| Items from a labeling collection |
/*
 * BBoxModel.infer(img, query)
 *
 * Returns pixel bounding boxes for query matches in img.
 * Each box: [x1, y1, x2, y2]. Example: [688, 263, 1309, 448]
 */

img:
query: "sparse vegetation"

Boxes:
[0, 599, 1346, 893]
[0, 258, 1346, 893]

| TASK REQUIREMENTS |
Rewrite every line of the rows above as a Markdown table with two columns, No. for the line's position and Line for its text, leaving out blank lines.

| RESULT BELOW |
| No. | Line |
|---|---|
| 1 | /* |
| 2 |  * BBoxModel.infer(img, query) |
| 3 |  * |
| 4 |  * Returns pixel bounding boxes for query matches in img. |
| 5 |  * Each box: [x1, y1, x2, y2]. Example: [688, 263, 1309, 448] |
| 6 |  */ |
| 7 | img: |
| 8 | query: "sparse vegetation" |
| 9 | Boxes: |
| 10 | [0, 599, 1346, 893] |
| 11 | [0, 258, 1346, 893] |